REQUIREMENTS — Render the stretch of the data below, from the line containing "Target: guardrail post" through the end of the data, as a JSON list of strings with one string per line and blank lines left out.

EXERCISE INPUTS —

%%

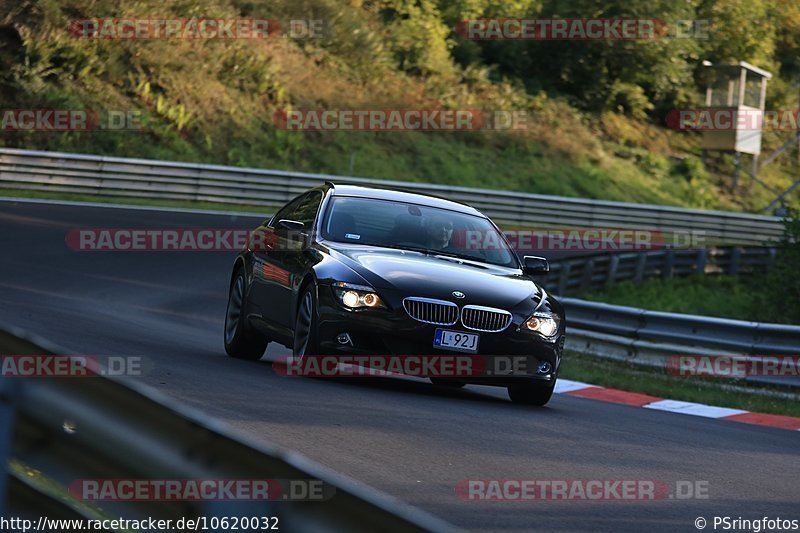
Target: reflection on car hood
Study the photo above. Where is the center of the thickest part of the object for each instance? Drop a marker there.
(418, 274)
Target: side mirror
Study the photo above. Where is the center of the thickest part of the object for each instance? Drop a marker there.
(533, 265)
(289, 225)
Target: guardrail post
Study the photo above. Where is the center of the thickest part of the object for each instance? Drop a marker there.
(733, 266)
(669, 264)
(702, 256)
(563, 278)
(586, 278)
(613, 265)
(6, 432)
(641, 262)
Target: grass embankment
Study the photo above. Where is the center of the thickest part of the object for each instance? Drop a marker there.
(213, 101)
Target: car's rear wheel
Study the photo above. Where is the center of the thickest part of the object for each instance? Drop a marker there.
(305, 326)
(531, 393)
(241, 341)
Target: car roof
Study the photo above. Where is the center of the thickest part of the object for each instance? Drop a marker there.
(403, 196)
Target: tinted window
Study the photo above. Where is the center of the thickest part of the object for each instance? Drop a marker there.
(302, 209)
(410, 226)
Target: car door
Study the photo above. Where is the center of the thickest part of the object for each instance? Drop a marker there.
(281, 263)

%%

OUTPUT OF THE TASK —
[
  "Target: guardrail post",
  "Study the photo above. Where is the center of the thickest part of the object for each instance? Drop a marker there.",
  "(733, 266)",
  "(669, 264)",
  "(702, 256)",
  "(563, 278)",
  "(586, 278)",
  "(613, 265)",
  "(6, 432)",
  "(641, 262)",
  "Target: grass embankment",
  "Study the photo above. Where is the center of the thickest part of the object for each instance? Drop a marker there.",
  "(213, 101)",
  "Target: car's rear wheel",
  "Study the photo above. Where is the center of the thickest part of the object for each instance? Drop a marker there.",
  "(305, 326)",
  "(531, 393)",
  "(241, 341)",
  "Target: car roof",
  "Study the photo above. Where is the center of the thickest part of the object for each instance? Drop a marker there.",
  "(403, 196)",
  "Target: tinted window",
  "Study the photo above. Where is the center of the thickest part of the object for each instance? Drop a marker there.",
  "(302, 209)",
  "(410, 226)",
  "Target: car door",
  "Study the photo above. Where is the center of the thickest part of the object for each instance? Drop a marker there.",
  "(281, 263)"
]